STATED PROBLEM: Select and copy every line of the material below that contains the word "cream". Letter case must match.

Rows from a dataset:

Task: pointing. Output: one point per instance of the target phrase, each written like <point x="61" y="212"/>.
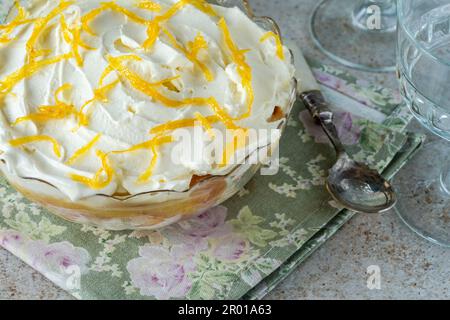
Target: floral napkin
<point x="241" y="249"/>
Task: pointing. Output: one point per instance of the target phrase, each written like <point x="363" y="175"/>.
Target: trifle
<point x="105" y="106"/>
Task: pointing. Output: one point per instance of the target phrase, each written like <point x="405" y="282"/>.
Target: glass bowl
<point x="157" y="209"/>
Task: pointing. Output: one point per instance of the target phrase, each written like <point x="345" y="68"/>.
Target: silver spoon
<point x="353" y="185"/>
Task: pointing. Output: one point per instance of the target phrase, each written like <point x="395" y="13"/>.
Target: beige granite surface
<point x="410" y="267"/>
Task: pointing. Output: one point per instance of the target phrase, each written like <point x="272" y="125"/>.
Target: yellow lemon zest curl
<point x="98" y="181"/>
<point x="83" y="150"/>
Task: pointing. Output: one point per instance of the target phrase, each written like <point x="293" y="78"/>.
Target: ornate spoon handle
<point x="318" y="107"/>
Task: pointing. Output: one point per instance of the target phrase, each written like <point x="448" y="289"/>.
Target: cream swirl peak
<point x="92" y="91"/>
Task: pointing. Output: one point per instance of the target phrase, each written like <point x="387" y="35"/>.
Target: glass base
<point x="345" y="32"/>
<point x="423" y="188"/>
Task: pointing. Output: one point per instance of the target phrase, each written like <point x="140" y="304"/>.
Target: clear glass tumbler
<point x="350" y="31"/>
<point x="424" y="72"/>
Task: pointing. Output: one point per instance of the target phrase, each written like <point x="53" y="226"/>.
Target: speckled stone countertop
<point x="411" y="268"/>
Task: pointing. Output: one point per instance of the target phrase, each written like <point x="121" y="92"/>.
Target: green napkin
<point x="241" y="249"/>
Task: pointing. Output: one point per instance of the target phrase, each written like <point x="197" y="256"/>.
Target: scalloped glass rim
<point x="273" y="26"/>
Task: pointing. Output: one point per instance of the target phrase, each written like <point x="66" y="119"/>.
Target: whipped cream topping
<point x="91" y="91"/>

OUTPUT OF THE EXERCISE:
Target: cream swirl peak
Target: whipped cream topping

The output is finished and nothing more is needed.